__Aufgabe__
Zeige jede Zeile der Datensätze, in der das Wort „door“ vorkommt, unverändert und in der ursprünglichen Reihenfolge.

Daten zur Objekterkennung
_ _ _ _ _
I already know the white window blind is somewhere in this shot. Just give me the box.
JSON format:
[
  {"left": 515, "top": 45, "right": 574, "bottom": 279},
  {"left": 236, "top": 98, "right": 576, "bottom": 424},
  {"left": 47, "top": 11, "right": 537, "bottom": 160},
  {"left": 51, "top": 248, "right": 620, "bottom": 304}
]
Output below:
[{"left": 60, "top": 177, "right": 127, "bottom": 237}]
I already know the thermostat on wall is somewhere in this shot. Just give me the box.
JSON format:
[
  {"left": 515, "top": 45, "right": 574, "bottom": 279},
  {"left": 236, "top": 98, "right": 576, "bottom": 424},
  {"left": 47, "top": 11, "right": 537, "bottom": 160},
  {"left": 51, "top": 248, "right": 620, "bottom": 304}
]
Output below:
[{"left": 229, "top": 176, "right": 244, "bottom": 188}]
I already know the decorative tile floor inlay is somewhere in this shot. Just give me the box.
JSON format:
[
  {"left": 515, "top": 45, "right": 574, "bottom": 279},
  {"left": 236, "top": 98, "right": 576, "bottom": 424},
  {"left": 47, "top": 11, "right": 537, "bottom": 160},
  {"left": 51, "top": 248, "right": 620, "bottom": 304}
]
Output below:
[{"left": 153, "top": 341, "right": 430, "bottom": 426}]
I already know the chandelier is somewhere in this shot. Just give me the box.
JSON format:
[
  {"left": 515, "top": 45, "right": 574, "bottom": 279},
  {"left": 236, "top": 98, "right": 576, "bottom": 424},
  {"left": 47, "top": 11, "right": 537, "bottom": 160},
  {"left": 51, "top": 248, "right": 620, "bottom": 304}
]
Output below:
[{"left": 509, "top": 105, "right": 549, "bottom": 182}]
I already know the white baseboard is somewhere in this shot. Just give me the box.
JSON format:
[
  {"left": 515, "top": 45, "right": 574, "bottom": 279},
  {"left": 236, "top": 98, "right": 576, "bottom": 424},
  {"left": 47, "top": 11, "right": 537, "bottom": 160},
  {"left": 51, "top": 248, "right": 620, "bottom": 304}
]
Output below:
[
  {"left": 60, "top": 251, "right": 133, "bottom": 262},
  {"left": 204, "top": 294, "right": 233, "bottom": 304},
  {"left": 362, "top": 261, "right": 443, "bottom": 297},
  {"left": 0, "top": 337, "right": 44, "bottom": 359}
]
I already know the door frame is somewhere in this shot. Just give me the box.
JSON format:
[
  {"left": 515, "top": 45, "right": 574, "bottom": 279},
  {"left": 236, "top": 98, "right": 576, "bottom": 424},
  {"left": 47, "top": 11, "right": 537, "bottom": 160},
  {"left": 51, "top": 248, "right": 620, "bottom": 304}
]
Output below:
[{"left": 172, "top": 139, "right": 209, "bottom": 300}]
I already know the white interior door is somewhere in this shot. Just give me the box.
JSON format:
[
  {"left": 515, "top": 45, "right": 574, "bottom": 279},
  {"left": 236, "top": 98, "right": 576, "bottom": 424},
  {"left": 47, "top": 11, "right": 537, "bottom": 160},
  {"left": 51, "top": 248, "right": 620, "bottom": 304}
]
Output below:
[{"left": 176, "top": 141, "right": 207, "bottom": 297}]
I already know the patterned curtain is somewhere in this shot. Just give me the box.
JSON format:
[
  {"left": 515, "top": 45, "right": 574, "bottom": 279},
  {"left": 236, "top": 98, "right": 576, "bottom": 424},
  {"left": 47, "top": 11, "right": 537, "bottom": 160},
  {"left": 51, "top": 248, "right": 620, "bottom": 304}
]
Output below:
_ _ _ _ _
__Ergebnis__
I already know the door frame is somewhere in this shot. Just give me the box.
I already know the white interior door is somewhere in this shot. Just give me the box.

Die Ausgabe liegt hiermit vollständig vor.